Entries supplied START
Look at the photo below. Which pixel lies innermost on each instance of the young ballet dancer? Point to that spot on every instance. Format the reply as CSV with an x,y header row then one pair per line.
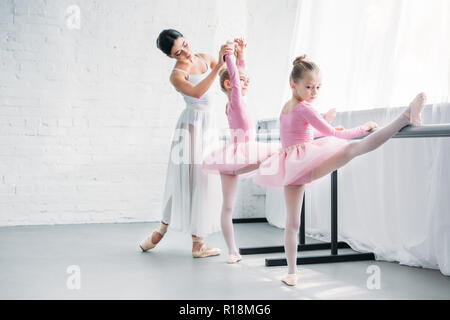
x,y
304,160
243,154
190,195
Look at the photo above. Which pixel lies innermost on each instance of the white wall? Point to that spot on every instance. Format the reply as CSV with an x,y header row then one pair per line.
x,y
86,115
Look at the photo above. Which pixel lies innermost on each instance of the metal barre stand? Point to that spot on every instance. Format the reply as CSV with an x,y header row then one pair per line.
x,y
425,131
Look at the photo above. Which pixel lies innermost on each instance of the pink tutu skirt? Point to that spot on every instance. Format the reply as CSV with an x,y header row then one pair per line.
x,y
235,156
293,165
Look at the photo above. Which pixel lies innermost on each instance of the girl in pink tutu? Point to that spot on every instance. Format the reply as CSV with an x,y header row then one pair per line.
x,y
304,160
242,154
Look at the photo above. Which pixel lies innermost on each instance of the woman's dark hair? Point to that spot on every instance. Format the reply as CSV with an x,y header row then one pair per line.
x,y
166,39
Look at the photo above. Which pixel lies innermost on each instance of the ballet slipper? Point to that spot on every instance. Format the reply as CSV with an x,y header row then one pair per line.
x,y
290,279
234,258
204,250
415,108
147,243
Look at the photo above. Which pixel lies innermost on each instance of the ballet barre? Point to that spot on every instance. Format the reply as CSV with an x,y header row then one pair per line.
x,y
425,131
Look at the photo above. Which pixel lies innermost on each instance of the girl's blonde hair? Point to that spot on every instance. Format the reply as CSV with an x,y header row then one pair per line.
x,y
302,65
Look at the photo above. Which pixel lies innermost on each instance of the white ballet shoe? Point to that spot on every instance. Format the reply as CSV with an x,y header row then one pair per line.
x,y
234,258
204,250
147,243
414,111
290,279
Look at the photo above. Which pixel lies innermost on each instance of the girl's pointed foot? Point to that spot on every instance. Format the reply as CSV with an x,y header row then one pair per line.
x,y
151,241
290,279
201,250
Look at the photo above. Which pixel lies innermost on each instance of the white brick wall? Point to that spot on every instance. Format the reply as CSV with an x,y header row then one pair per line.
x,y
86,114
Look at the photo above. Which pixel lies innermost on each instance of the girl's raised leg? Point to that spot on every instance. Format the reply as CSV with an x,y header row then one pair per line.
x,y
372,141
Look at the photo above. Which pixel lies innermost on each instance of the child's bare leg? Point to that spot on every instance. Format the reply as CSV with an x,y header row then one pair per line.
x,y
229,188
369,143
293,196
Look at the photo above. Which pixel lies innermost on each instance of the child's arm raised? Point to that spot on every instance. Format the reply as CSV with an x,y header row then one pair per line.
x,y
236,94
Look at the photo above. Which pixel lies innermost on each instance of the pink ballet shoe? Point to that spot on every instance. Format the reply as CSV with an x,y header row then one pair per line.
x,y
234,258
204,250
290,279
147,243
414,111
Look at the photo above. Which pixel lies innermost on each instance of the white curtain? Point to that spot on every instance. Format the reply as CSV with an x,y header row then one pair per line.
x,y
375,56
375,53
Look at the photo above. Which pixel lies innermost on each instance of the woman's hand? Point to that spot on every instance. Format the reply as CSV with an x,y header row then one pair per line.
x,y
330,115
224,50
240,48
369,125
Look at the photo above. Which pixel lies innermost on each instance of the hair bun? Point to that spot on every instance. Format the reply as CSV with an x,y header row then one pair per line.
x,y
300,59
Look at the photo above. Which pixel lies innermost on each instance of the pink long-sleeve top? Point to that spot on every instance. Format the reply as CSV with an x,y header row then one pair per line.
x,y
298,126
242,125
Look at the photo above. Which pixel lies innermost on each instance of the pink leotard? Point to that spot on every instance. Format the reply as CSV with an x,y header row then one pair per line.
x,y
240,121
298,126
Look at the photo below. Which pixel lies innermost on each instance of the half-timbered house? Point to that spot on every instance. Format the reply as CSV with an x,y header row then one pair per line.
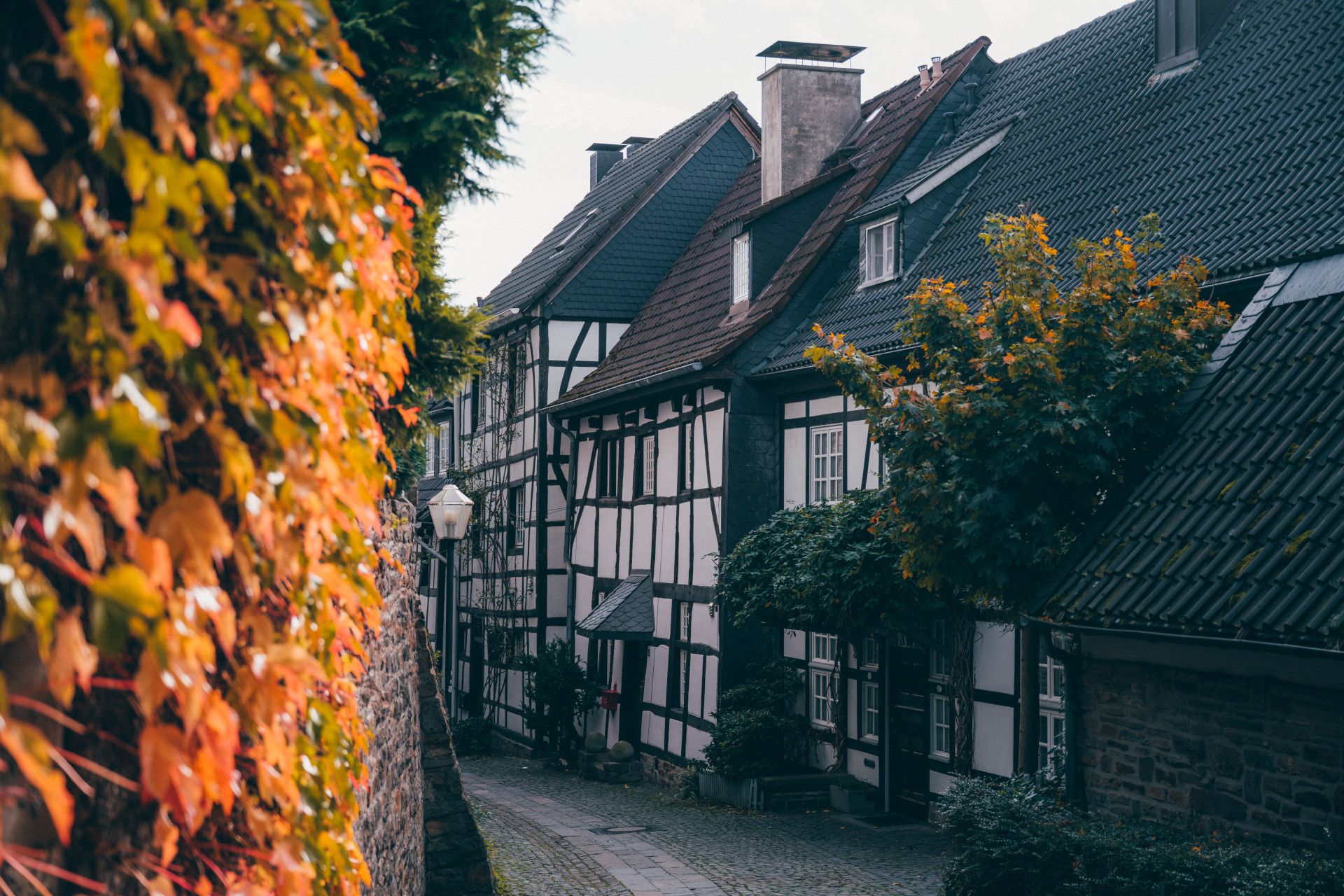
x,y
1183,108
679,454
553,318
Entries supplied END
Entries supplied START
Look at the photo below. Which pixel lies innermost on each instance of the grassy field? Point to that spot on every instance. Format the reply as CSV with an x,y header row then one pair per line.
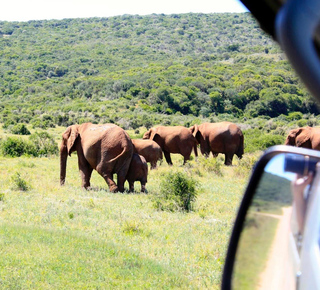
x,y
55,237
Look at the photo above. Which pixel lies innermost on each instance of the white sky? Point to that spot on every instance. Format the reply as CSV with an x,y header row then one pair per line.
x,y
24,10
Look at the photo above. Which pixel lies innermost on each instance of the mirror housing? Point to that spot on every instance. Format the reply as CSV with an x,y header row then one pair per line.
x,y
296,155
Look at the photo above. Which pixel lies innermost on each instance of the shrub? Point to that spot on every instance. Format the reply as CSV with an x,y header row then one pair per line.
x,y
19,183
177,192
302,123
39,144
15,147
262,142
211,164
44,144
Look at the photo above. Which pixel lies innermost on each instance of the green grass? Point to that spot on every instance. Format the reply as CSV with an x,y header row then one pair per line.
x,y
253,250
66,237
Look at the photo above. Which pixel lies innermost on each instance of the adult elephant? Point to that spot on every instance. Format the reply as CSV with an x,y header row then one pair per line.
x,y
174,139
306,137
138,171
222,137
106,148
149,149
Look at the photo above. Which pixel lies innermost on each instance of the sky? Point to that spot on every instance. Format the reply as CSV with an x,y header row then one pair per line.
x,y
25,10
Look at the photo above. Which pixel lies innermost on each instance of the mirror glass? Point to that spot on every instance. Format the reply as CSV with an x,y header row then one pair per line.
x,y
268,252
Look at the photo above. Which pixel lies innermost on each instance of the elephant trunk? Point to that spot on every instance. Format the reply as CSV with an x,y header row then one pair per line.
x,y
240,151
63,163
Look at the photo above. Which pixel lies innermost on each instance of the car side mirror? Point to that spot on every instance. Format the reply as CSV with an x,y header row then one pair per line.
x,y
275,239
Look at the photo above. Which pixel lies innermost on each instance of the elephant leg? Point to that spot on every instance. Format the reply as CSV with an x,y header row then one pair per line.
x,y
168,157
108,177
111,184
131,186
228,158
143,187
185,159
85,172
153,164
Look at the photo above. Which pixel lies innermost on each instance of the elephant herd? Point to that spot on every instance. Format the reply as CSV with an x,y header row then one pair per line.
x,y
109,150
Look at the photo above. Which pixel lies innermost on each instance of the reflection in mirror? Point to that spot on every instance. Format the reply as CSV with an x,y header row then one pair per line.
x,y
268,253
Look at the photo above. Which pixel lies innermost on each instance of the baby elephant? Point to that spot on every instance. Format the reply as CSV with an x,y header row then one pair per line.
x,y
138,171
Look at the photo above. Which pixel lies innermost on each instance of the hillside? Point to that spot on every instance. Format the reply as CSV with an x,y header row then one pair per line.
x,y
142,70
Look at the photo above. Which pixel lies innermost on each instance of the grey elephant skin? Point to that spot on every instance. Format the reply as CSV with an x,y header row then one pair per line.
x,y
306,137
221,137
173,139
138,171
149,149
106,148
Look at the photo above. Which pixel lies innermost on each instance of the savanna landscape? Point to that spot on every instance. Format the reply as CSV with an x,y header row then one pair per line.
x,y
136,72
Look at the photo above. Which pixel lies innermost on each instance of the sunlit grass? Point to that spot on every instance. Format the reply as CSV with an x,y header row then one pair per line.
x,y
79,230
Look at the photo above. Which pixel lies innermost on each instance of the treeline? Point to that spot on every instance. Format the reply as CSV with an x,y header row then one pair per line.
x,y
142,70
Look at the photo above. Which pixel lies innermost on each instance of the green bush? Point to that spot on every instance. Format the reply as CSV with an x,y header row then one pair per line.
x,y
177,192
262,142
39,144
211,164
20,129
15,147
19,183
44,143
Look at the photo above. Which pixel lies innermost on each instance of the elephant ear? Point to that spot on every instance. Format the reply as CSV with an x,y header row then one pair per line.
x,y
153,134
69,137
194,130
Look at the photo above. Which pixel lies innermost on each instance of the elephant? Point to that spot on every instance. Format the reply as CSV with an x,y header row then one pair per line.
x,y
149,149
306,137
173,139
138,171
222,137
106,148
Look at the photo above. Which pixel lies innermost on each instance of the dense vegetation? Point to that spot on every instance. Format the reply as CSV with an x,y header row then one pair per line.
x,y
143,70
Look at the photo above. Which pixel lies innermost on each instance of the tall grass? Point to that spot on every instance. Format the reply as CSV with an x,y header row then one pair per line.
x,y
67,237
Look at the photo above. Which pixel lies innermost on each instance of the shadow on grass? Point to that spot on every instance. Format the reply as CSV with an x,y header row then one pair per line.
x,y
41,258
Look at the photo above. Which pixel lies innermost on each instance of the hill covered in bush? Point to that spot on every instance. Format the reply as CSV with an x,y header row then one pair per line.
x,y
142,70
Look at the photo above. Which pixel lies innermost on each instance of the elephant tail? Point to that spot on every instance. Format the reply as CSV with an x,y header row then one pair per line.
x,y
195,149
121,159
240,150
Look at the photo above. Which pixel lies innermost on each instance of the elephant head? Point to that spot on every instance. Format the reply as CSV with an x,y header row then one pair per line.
Entries supplied END
Entries supplied START
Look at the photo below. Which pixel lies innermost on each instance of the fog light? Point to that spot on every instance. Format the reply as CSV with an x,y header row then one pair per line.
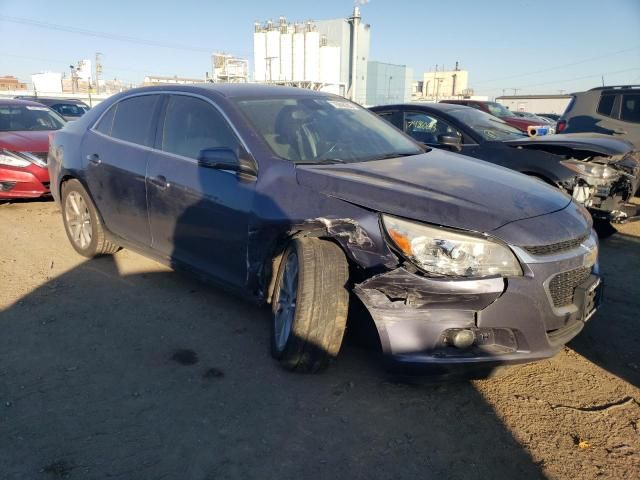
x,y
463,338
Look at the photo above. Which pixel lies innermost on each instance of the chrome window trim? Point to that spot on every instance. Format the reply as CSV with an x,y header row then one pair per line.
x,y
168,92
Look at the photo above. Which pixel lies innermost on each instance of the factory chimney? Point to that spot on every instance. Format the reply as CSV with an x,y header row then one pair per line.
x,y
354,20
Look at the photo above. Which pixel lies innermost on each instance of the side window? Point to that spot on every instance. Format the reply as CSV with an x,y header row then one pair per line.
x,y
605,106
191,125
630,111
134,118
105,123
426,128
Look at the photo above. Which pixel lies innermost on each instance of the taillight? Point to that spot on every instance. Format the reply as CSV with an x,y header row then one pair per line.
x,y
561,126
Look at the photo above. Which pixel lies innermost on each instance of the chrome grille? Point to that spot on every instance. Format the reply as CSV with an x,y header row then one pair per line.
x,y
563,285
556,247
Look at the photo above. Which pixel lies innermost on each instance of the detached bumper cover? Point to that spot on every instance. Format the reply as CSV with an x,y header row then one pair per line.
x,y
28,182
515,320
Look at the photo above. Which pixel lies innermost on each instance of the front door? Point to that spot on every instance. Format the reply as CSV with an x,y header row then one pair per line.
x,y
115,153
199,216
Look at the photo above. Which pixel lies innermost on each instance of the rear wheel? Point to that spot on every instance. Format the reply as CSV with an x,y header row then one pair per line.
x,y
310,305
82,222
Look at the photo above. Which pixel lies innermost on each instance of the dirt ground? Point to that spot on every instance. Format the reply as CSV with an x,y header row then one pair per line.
Entries supplied END
• _What is required_:
Return, with no change at all, every line in the entries above from the line containing "of the taillight?" through the line containing "of the dirt".

• _Exercise response_:
Look at the photo above. Which pixel lies innermost on each instance of the taillight? Point to that spot on every instance. Format the reply as CSV with an x,y header row then one pair per line.
x,y
561,126
Look at the photo above. Which pixel lies innermost on each instance of the chrome grille? Point to that spot on every instance. Format the reply as CSV with an x,y header row then one pair per line.
x,y
563,285
556,247
Look at the photo above. Which pixel lies innermost on each instance of the detached bumper cover? Point to that spot on every instance. Format the reply as CSV with an x,y header row then one pair per line.
x,y
28,182
515,320
Look at the photo above. Which pixel lies innermost on each instance of the front door? Point to that spot on every instance. Format the reply as CSV with an x,y header row then one pair per line.
x,y
115,153
199,216
Look at the photo above. Which pixel lies innermost on each instance of the rear wheel? Point to that spot on every instance. Format the reply as CSV with an x,y header row then one pair per line.
x,y
310,305
82,222
Look at the photo above. Which pixel lies innermost on each instance of the dirt ground? Point to that spot on every instance. Format the reply as CSV with an x,y header row then one pair per line.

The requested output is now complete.